== PAGE TEXT ==
## Start
Lady of Beirut
- Reign: 1282–1312
- Predecessor: Isabella of Beirut
- Successor: Rupen of Montfort
- Born: 1253
- Died: 1312 (aged 58–59)
- Noble family: House of Ibelin-Beirut
- Spouses: Humphrey of Montfort Guy, Constable of Cyprus
- Issue: Rupen of Montfort Hugh IV of Cyprus Isabelle
- Father: John II of Beirut
- Mother: Alice de la Roche of Athens

= Eschiva of Ibelin, Lady of Beirut =

Lady of Beirut

Eschive d'Ibelin (1253–1312) was suo jure Lady of Beirut from 1282 to 1312. She was the daughter of John II of Beirut (died 1264), lord of Beirut, and Alice de la Roche (died 1282), and a member of the influential Ibelin family.

==Early life==

Eschive d'Ibelin married Humphrey de Montfort, lord of Tyre in 1274.

They had:
- Three sons and one daughter, all who died young
- Amaury de Montfort (died 1304)
- Rupen de Montfort (died 1313)

== Lady of Beirut ==
She became Lady of Beirut on the death of her sister Isabelle of Beirut in 1282, holding the title in her own right. Isabelle had no surviving children.

Humphrey died in 1284. In 1291 Eschive married Guy of Lusignan, constable of Cyprus (died 1302).

They had:
- Hugh IV (1295–1359) king of Cyprus, married firstly Maria of Ibelin, then Alice of Ibelin
- Isabelle de Lusignan (born 1298), who in 1322 married Eudes de Dampierre (died 1330)

In 1291, Emir ‘Alam al-Din Sanjar al-Shuja‘i al-Mansuri, a Muslim general under al-Ashraf Khalil, marched on Beirut, which had only a small garrison. Eschive thought she was secure because she had signed a truce with Qalawun, father of Khalil. Al-Shuja‘i summoned the commanders of the garrison and arrested them. Seeing the commanders arrested, the population fled by sea. Beirut was taken by the Muslim forces on July 31. Al-Shuja‘i ordered the razing of its walls and castles and turned its cathedral into a mosque.
## End
== COMPLETE THE FOLLOWING ==
1. Reproduce the Eschiva of Ibelin article from "- Rupen de Montfort" to "Cyprus (died 1302).".
2. Resume the Eschiva of Ibelin article, picking up right after its final sentence.

== RECORDS PROVIDED ==
## Start
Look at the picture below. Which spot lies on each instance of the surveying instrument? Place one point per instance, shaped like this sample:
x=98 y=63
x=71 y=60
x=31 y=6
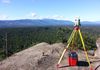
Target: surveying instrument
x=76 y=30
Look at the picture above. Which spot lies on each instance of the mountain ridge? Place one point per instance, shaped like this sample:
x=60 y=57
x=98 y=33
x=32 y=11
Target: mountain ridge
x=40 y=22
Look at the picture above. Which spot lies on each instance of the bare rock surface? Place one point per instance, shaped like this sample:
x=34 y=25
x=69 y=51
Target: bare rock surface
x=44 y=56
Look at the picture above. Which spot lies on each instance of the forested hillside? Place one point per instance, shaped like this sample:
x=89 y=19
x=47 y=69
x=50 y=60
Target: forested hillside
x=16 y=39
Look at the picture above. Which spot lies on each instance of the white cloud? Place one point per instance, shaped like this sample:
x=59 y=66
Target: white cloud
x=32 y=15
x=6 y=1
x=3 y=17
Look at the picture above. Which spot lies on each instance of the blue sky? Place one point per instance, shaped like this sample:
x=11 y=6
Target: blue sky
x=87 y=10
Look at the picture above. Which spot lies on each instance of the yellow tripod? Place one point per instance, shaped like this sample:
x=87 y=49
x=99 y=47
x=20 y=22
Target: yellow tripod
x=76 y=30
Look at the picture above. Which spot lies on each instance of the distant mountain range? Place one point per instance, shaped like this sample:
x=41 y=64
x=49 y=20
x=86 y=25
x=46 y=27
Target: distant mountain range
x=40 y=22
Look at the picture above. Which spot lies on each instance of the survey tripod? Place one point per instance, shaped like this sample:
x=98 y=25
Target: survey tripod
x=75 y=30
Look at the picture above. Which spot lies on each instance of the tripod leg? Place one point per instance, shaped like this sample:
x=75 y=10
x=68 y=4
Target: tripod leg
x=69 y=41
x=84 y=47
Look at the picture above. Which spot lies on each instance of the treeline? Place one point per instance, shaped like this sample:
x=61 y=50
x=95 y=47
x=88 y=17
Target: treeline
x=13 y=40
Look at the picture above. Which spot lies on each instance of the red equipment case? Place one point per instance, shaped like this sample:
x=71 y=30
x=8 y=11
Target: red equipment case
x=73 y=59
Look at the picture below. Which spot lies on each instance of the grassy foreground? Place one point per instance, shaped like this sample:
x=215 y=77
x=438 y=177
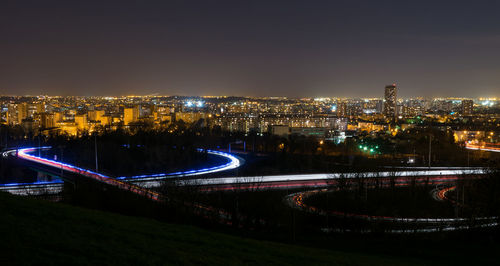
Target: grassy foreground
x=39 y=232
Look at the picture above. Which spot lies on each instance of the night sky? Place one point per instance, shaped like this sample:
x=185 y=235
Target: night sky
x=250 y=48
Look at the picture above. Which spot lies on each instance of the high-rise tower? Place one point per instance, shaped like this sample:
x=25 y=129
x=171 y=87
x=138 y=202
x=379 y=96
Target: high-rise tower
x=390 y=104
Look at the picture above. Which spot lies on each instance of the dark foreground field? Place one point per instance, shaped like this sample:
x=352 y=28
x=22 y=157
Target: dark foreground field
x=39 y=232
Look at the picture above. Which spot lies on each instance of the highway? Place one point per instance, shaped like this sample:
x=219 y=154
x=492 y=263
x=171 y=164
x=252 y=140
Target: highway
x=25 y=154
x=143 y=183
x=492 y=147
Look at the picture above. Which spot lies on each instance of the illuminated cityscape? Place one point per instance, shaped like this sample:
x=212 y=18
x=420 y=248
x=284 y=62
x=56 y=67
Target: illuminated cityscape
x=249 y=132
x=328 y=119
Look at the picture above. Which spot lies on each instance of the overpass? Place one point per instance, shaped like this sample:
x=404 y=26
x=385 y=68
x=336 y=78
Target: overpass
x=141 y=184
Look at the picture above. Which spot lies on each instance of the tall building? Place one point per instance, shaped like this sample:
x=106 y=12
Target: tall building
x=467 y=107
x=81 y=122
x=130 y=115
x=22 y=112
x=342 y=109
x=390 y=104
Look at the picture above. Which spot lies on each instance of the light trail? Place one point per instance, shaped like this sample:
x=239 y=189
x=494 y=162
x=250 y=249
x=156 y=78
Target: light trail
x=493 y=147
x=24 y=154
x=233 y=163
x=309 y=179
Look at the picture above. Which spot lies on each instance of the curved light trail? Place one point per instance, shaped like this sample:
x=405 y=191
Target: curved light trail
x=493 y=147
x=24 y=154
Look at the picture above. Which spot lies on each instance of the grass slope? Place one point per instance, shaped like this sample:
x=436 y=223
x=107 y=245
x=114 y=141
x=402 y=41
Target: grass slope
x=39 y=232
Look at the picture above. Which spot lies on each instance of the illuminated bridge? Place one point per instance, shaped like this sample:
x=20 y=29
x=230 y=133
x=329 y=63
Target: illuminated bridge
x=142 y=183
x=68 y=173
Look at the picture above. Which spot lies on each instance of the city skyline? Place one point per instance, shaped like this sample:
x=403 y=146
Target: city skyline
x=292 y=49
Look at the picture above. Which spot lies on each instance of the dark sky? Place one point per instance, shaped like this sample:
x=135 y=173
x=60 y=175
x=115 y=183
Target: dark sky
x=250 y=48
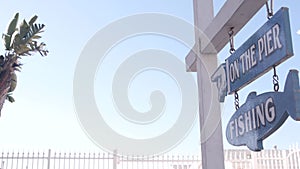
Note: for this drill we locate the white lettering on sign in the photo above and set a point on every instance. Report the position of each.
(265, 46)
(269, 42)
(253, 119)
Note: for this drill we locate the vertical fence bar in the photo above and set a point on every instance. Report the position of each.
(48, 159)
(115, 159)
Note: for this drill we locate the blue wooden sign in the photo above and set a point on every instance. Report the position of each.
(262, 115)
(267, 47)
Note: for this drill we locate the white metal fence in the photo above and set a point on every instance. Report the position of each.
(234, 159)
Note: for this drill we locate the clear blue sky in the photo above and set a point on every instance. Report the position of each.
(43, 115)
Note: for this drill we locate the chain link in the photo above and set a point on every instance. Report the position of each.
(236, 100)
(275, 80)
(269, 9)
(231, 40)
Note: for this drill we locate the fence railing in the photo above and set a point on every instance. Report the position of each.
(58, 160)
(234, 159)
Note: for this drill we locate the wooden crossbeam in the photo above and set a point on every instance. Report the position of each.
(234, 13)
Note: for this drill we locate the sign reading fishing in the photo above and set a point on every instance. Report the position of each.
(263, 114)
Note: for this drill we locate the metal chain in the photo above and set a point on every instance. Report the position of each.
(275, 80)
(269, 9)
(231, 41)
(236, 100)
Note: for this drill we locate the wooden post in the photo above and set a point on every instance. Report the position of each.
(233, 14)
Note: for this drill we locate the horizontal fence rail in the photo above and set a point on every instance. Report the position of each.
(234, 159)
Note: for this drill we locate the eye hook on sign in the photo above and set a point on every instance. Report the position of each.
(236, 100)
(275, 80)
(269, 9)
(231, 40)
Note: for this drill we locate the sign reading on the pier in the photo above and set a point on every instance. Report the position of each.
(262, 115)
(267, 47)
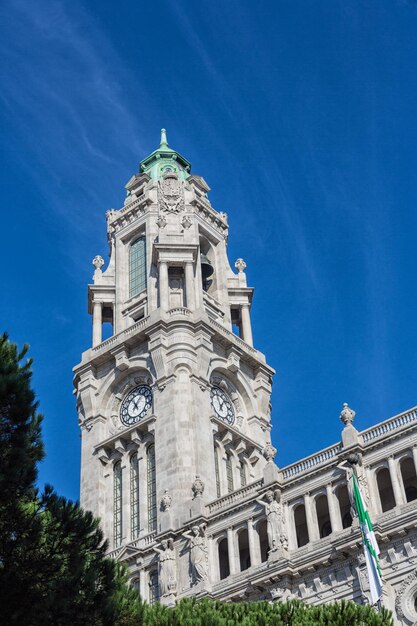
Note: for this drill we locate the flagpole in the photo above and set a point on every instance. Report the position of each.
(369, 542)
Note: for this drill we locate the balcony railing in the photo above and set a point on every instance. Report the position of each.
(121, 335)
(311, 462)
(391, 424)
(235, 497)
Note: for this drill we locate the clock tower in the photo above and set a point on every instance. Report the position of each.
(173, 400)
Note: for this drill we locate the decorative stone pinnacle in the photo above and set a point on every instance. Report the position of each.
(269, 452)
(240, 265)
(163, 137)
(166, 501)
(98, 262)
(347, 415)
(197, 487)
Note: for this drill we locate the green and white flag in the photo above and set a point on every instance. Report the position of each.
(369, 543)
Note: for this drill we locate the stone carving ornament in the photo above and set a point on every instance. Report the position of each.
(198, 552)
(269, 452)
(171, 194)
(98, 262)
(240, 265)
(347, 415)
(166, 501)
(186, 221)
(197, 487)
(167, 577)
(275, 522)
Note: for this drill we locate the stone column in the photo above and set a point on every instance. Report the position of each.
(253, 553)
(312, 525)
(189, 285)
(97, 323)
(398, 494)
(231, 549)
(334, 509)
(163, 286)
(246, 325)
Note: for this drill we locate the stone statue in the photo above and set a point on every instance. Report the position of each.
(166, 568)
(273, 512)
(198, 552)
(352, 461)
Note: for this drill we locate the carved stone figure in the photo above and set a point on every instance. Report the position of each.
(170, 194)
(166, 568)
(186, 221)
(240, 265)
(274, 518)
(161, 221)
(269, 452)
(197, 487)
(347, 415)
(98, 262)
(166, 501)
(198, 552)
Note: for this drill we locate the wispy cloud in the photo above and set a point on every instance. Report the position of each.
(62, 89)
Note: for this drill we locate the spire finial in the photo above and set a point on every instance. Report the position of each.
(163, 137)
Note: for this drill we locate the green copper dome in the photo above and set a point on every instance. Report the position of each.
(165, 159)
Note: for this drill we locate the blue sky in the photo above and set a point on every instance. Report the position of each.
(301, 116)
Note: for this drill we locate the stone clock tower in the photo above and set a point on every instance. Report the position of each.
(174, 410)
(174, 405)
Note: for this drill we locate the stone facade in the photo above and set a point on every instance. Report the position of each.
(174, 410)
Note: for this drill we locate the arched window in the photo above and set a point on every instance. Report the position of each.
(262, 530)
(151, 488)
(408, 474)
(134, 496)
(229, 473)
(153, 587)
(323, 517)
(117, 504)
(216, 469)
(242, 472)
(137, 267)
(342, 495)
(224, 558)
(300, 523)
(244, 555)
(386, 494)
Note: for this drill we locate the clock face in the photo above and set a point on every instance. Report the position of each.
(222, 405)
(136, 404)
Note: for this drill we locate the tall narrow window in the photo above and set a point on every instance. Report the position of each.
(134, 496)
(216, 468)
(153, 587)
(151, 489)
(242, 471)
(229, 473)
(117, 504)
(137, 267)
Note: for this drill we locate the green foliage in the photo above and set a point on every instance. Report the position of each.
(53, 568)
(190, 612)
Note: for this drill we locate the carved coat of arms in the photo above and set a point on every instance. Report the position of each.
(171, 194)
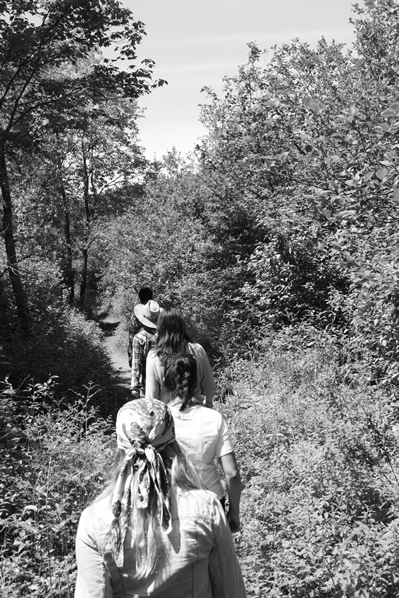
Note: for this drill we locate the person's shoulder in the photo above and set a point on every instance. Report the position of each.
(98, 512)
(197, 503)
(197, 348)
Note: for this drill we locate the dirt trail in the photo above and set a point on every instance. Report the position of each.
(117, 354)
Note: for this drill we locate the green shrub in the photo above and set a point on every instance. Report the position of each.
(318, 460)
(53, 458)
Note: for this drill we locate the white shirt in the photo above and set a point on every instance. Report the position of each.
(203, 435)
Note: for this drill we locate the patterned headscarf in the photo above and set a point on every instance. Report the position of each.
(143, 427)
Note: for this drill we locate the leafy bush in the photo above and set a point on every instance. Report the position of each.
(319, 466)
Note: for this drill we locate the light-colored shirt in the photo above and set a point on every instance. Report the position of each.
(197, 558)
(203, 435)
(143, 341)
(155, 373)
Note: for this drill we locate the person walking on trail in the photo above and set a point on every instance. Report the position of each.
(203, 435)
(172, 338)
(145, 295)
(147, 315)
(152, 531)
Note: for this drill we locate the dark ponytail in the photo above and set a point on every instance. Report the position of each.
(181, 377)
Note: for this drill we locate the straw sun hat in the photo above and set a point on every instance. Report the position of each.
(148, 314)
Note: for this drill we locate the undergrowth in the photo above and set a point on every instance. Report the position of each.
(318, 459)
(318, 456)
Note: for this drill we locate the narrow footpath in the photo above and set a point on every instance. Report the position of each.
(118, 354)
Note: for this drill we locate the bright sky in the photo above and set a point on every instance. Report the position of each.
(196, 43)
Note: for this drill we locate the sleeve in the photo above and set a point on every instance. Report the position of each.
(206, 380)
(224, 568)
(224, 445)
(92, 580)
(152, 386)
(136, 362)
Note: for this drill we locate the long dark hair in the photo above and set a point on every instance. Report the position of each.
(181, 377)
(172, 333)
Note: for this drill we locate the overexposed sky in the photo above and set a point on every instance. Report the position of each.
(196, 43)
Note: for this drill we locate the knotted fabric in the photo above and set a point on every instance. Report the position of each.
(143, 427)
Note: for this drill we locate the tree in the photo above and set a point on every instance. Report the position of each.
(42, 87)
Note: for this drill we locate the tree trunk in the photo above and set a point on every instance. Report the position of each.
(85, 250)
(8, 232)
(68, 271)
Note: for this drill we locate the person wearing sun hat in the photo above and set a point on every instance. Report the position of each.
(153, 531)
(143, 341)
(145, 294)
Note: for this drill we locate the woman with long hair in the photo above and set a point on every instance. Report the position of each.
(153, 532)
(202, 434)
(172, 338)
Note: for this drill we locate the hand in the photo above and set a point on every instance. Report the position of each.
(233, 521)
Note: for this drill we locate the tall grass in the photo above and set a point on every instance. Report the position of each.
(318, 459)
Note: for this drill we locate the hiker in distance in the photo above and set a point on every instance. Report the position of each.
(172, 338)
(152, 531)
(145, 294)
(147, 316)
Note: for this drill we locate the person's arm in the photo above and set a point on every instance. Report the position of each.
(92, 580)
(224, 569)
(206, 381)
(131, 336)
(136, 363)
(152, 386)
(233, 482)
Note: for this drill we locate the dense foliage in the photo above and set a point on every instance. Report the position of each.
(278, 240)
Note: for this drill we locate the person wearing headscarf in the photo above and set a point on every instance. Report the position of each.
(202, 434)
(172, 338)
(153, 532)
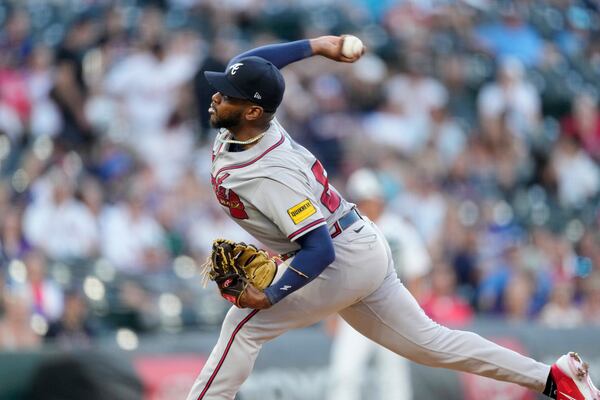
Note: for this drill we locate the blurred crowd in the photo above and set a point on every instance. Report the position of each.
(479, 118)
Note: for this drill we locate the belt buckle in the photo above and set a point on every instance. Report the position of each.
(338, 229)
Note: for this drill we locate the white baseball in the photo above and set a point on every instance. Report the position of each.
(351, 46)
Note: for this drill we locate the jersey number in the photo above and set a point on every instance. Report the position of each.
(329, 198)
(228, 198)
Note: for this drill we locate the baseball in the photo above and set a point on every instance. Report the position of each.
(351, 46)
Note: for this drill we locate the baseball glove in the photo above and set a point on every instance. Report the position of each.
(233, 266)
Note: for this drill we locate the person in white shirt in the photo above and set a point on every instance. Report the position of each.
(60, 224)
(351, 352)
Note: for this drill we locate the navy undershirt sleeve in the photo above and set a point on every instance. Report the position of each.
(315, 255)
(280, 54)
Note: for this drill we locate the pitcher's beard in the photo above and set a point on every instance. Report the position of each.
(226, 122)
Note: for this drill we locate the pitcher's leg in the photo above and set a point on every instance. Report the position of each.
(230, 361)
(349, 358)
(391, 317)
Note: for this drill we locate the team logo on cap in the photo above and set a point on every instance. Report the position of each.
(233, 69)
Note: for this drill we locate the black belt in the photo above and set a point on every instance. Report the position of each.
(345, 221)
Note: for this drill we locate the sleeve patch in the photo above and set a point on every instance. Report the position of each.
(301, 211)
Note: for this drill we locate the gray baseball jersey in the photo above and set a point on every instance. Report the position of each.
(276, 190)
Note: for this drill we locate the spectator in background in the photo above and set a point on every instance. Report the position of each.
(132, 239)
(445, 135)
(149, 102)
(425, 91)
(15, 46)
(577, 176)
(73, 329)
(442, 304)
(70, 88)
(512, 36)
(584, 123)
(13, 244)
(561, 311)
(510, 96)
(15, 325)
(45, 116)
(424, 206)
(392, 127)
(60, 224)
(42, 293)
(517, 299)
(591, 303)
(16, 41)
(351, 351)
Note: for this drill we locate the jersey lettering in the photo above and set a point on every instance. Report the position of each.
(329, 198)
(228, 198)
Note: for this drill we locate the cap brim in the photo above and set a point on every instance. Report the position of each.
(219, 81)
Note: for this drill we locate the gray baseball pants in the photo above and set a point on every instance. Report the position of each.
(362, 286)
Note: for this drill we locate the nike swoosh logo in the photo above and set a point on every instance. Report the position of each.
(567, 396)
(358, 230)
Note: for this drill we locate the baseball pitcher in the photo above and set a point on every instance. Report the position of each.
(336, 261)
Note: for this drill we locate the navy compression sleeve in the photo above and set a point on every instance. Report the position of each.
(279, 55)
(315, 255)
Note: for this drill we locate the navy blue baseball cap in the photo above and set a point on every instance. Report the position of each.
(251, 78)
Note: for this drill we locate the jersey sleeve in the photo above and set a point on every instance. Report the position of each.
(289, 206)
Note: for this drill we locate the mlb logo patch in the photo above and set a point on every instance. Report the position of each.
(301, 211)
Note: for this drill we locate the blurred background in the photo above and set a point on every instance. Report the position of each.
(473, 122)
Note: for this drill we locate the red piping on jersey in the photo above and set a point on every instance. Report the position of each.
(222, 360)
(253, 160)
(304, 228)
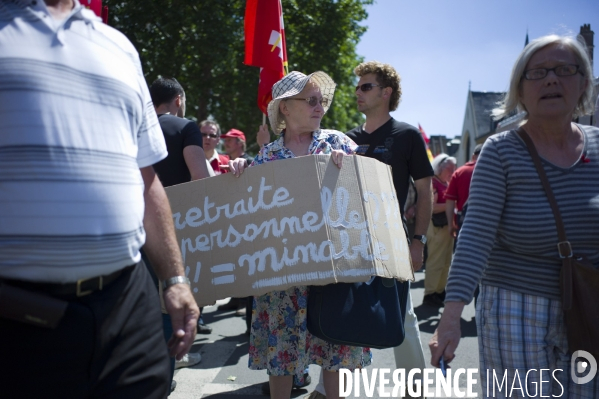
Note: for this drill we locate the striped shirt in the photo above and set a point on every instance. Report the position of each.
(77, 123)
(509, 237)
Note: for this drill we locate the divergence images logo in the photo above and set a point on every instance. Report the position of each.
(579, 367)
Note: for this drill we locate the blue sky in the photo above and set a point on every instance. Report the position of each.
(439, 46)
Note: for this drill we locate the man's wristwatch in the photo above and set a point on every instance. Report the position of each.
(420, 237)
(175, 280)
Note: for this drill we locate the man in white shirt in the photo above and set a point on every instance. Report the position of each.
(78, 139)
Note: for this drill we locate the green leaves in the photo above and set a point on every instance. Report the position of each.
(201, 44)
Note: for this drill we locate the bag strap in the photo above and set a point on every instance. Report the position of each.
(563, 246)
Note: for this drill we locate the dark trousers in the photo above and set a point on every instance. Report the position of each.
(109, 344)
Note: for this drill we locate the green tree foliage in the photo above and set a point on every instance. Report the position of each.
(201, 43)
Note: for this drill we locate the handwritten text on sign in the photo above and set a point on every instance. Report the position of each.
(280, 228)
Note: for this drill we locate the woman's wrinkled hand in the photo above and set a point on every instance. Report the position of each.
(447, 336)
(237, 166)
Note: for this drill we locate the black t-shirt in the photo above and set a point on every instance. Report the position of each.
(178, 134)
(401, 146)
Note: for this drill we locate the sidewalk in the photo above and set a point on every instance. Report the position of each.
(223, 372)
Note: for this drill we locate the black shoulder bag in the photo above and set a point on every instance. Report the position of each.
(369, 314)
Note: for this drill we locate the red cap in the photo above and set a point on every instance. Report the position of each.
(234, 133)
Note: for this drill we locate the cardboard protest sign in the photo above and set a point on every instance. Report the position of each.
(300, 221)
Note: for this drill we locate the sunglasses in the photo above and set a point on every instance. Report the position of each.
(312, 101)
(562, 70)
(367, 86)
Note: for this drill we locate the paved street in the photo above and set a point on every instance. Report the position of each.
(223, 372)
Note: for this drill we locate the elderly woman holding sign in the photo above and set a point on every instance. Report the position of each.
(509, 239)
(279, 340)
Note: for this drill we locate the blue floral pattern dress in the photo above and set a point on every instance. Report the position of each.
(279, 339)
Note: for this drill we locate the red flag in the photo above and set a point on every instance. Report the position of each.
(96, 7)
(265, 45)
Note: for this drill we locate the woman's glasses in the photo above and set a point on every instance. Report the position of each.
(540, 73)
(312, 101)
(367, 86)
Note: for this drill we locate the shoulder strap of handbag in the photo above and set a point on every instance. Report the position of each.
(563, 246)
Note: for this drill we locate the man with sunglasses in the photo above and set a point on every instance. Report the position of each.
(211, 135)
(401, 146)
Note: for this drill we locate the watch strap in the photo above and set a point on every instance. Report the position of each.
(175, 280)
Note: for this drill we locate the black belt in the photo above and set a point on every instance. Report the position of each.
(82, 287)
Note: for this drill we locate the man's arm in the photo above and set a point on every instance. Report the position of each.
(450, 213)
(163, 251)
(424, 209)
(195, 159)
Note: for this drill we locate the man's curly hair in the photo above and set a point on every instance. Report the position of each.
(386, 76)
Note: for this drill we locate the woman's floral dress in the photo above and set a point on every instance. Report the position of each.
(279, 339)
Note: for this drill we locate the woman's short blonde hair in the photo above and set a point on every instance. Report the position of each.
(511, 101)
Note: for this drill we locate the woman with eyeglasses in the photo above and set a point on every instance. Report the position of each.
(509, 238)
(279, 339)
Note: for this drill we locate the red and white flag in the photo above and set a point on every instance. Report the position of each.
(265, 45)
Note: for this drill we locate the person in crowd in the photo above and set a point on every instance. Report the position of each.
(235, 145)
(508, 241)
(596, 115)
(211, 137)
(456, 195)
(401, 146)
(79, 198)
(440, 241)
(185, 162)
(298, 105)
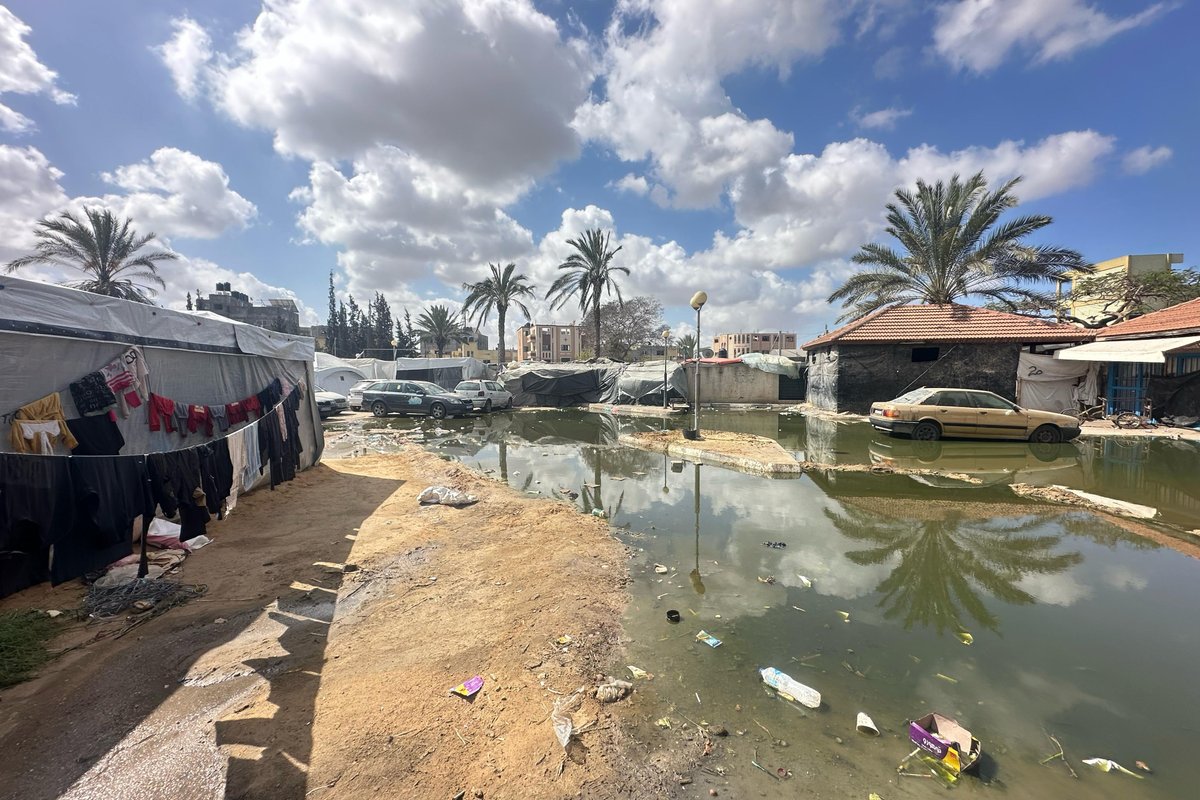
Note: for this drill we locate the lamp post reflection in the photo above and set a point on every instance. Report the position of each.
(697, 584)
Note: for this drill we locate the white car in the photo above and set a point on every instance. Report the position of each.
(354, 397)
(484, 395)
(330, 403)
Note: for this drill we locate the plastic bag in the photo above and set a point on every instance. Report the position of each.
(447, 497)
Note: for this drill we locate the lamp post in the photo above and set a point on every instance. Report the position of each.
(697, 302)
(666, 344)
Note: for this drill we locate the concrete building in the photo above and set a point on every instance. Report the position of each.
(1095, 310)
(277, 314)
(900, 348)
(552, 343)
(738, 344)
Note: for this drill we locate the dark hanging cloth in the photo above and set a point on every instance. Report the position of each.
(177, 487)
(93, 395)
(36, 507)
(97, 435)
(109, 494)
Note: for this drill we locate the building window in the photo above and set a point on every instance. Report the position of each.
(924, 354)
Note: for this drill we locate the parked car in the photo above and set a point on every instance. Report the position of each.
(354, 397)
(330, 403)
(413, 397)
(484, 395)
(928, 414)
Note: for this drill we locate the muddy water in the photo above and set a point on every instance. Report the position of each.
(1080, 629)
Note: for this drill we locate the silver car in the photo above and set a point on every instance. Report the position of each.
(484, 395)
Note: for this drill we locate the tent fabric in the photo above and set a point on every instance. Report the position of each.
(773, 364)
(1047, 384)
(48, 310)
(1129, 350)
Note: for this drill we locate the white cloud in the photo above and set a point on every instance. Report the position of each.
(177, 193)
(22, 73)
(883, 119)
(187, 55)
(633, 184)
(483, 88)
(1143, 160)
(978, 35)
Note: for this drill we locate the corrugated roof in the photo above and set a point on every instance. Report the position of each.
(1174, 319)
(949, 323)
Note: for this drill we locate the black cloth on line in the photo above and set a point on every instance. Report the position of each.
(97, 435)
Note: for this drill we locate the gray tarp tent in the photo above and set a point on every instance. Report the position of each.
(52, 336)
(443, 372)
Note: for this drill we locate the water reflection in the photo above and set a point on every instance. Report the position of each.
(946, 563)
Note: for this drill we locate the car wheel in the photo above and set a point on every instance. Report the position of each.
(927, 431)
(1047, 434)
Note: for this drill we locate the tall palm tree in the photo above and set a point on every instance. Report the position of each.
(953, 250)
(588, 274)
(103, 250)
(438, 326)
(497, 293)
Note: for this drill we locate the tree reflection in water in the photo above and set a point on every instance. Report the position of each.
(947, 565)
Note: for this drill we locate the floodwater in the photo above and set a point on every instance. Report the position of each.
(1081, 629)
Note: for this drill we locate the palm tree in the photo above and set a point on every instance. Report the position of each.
## End
== EXERCISE RESPONSES ==
1.
- Rupen de Montfort (died 1313)

== Lady of Beirut ==
She became Lady of Beirut on the death of her sister Isabelle of Beirut in 1282, holding the title in her own right. Isabelle had no surviving children.

Humphrey died in 1284. In 1291 Eschive married Guy of Lusignan, constable of Cyprus (died 1302).

2.
== Claimant to the Duchy of Athens ==
In 1308, Eschive's cousin Guy II de la Roche, Duke of Athens, died without issue, leaving a succession crisis in the duchy. Eschive travelled to the Morea in the same year to claim her rights to the duchy of Athens. She was one of the two claimants, as the daughter of Guy's aunt Alice; her rival, Walter V of Brienne, was the son of Guy's aunt Isabella, a younger sister of Alice. Upon her return journey from Morea, Eschive was shipwrecked.

Since Athens was a fief of the Principality of Achaea, the decision was in the hands of Philip I of Taranto, Prince of Achaea, and his suzerain and elder brother Robert of Naples. The two referred the question to the High Court of Achaea in 1309, which met at Glarentza and declared Walter the heir on the pragmatic grounds that he was male and an active soldier, better suited to defend the Duchy.

The disappointed Eschive thereupon appealed to the Virgin Mary before the altar of St Francis at Glarentza, asking that Walter and the judges die without heirs of the body if they had wrongly judged against her. Eschive outlived Walter, who was killed at the Battle of Halmyros in 1311, but died the following year in Nicosia and was buried there.

==Sources==
- Edbury, Peter W. (1994). "The Kingdom of Cyprus and the Crusades, 1191-1374"
- Edbury, Peter W. (2001). "Thirteenth Century England VIII: Proceedings of the Durham Conference 1999"
- Miller, William (1908). "The Latins in the Levant: A History of Frankish Greece (1204-1566)"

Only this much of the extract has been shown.